### SHORT TASK
Each entry below should be reproduced character for character.

### GIVEN DATA
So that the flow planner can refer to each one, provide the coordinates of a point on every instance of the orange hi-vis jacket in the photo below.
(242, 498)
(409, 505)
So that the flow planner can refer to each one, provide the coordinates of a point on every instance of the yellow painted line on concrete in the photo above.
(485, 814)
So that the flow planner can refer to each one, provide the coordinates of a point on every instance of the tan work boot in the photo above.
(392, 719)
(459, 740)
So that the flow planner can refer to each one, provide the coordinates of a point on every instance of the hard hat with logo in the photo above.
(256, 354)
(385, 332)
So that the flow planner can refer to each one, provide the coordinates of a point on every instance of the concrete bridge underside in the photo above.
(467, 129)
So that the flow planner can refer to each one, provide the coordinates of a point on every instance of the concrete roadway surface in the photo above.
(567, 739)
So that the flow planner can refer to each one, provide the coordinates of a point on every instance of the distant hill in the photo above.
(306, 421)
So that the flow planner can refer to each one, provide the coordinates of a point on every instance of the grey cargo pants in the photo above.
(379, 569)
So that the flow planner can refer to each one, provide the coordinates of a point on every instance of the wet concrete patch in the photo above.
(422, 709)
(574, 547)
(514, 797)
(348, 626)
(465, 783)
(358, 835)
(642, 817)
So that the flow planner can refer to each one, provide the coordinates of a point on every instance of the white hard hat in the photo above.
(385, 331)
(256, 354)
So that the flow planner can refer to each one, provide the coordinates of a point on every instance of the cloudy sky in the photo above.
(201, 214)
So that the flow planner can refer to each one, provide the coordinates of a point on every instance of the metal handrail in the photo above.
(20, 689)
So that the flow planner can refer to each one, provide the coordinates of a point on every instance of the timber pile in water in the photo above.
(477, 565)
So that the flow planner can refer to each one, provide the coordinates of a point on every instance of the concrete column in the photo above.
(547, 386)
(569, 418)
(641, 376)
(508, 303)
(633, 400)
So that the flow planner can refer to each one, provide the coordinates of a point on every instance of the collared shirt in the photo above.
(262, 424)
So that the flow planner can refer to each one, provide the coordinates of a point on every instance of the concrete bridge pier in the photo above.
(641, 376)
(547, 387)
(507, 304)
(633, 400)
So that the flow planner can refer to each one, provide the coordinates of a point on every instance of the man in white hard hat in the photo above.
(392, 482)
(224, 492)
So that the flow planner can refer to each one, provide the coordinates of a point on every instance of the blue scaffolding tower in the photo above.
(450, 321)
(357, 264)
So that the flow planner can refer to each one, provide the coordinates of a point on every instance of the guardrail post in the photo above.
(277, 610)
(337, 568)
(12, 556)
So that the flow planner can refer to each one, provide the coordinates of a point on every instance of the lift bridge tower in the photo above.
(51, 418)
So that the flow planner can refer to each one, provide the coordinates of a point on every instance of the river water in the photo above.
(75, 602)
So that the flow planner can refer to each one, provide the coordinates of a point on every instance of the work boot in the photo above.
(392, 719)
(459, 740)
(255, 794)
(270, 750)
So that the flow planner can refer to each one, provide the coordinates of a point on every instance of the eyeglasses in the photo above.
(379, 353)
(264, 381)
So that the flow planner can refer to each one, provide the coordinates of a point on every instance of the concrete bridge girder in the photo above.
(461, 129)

### EXERCISE ANSWER
So that the flow planner can refer to each one, provide the coordinates of a point on every instance of the orange hi-vis jacket in the photo below.
(242, 498)
(409, 505)
So that the flow planner can refer to each one, provide the coordinates of a point on every instance of the yellow painted line on concrete in the photo above.
(485, 814)
So that the flow planner can refer to each one, provide the coordinates of a point on every instance of the tan work boot in the photo above.
(392, 719)
(459, 740)
So that the flow planner can refer to each one, provide the coordinates of a point on every instance of the hard hat with logo in the photo above.
(256, 354)
(385, 332)
So that the flow planner can refer to each one, provide the coordinates of a point on every instance of the concrete bridge underside in the photo above.
(467, 129)
So that the flow planner can refer to each one, provide the coordinates of a point on every instance of the concrete roadway surface in the photo above.
(567, 739)
So that the flow planner can refer to each one, provide the coordinates of a point on every instance of the distant hill in the photo above.
(306, 421)
So that the flow planner can refer to each one, provide the coordinates of a point on every instance of the grey cargo pants in the photo above.
(379, 569)
So that the flow planner can refer to each one, provide the coordinates of a point on every instance of the wet concrete patch in the photo above.
(422, 709)
(574, 547)
(514, 797)
(348, 626)
(465, 783)
(358, 835)
(642, 817)
So that the flow planner can refer to each one, provide the coordinates of a point on every instance of the white hard hat in the photo above.
(385, 331)
(256, 354)
So that the flow planner can refer to each one, provide the coordinates of a point on every instance of the cloudy sky in the photo above.
(201, 214)
So that the flow planner can refer to each one, provide the coordinates of a point on every instance of the metal handrail in the photo above.
(20, 689)
So that the flow planner can refer to each one, provide the coordinates of a point on every instance of the timber pile in water in the photo above.
(477, 565)
So that the flow planner can refer to each one, provide the coordinates of a point on every instance of the concrete column in the photo above.
(547, 386)
(569, 418)
(641, 376)
(508, 303)
(633, 400)
So that the flow planner can refer to each one, provide the coordinates of a point on every instance of the collared shirt in the photo above.
(262, 424)
So that the flow planner can refer to each one, provide the coordinates of a point on every instance of the concrete bridge pier in the photo above.
(641, 376)
(547, 387)
(507, 304)
(633, 400)
So that the flow planner can refer to each one, provide the coordinates of a point on every instance of the man in white hard hat in the photo above.
(392, 482)
(224, 492)
So that the flow planner can refer to each one, provide the coordinates of a point on every instance of the blue scaffolding tower in the photo above.
(450, 321)
(357, 264)
So that the flow planner can refer to each one, provide the coordinates of a point on every instance of the guardrail post in the photo above.
(277, 610)
(337, 568)
(12, 556)
So that the flow planner can refer to each one, provide the coordinates of a point on every instance of the lift bridge tower in the photo above.
(51, 418)
So that the flow planner can refer to each one, provide the coordinates of a point on every instance of the river water in the photo above.
(75, 602)
So that the flow planner can refer to each one, provide the coordinates of a point on every instance of the work boot in the photo above.
(392, 719)
(459, 740)
(255, 794)
(270, 750)
So that the flow planner can refer to each one, provide the coordinates of a point on every instance of the eyeglasses in the photo above.
(379, 353)
(264, 381)
So that the flow planner can refer to each one, provide the coordinates of a point on every instance of the concrete bridge girder in the photo above.
(461, 129)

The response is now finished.